Enfin, la transformation de la garantie de déficit accordée " pour sauver le Ballet " en subvention régulière (autrement dit : en une deuxième subvention), ajoutée à l'indexation de la subvention principale, et compte tenu du transfert de la charge salariale du personnel temporaire du budget de la Ville à celui du GT, aboutit à une augmentation globale de la subvention municipale d'environ 20 % entre 2005-2006 et 2006-2007.

La subvention de la Ville a augmenté de 700'000 FS entre les saisons 2002-3 et 2003-4, de 200'000 FS pour la saison suivante, et de plus de 100'000 FS pour la saison 2005-6. Il convient d'y ajouter, outre les récurrentes garanties de déficit accordées par le Conseil municipal, la subvention d'un million accordée dès 2000-2001, passant à 1,35 million en 2006-7, et 1,5 million dès 2007-8, par l'Association des communes genevoises, via le Fonds d'équipement communal et la Ville de Genève (le FEC ne pouvant subventionner une institution, la subvention est accordée à la commune, qui la reverse à l'institution).... Cette subvention aléatoire mise à part, la Ville (qui par ailleurs contribue elle-même au FEC) reste donc la seule collectivité publique à assumer la charge du GT (notons tout de même les 50'000 FS de " mécénat pédagogique " accordés par le DIP), quoique le Fonds culturel (commun à la Ville et au canton) ait accordé au GT une garantie de déficit d'un million FS pour les saisons 2002/2003 et 2003/2004.
========
** EXERCICE ÉCRIT **
Recopiez fidèlement l'extrait sur la subvention municipale du GT, en commençant à « Enfin, la transformation » et en terminant à « 2005-2006 et 2006-2007. ».

** DOCUMENTS FOURNIS **
========
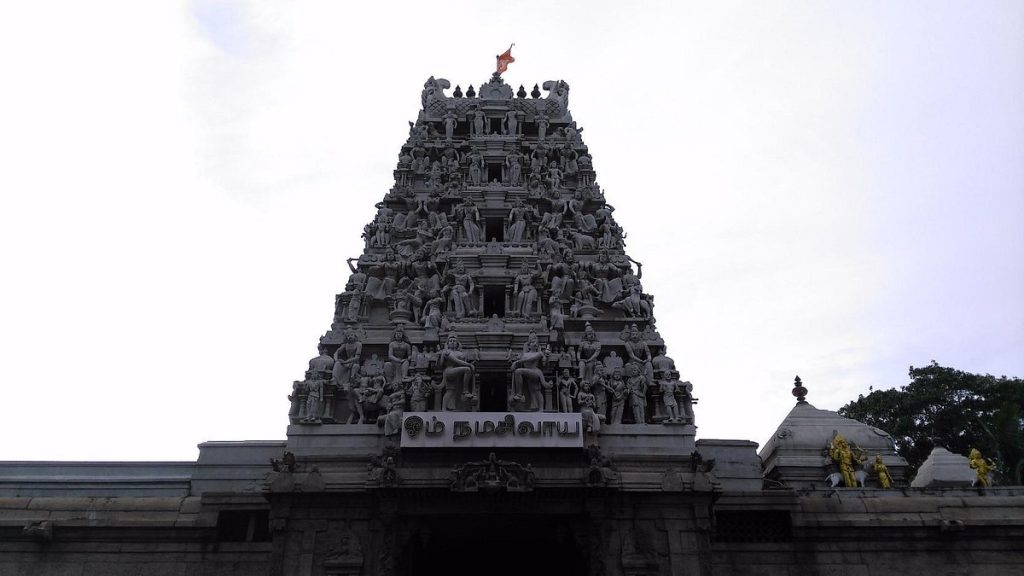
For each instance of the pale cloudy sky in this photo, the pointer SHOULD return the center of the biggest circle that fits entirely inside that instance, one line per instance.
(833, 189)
========
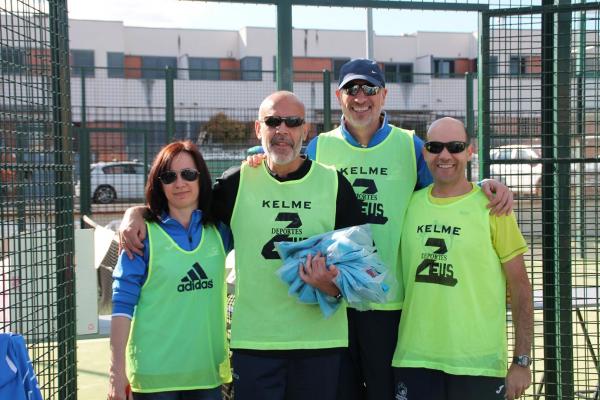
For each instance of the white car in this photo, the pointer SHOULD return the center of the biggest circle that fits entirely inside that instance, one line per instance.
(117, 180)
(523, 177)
========
** CORRIGÉ **
Enfin, la transformation de la garantie de déficit accordée " pour sauver le Ballet " en subvention régulière (autrement dit : en une deuxième subvention), ajoutée à l'indexation de la subvention principale, et compte tenu du transfert de la charge salariale du personnel temporaire du budget de la Ville à celui du GT, aboutit à une augmentation globale de la subvention municipale d'environ 20 % entre 2005-2006 et 2006-2007.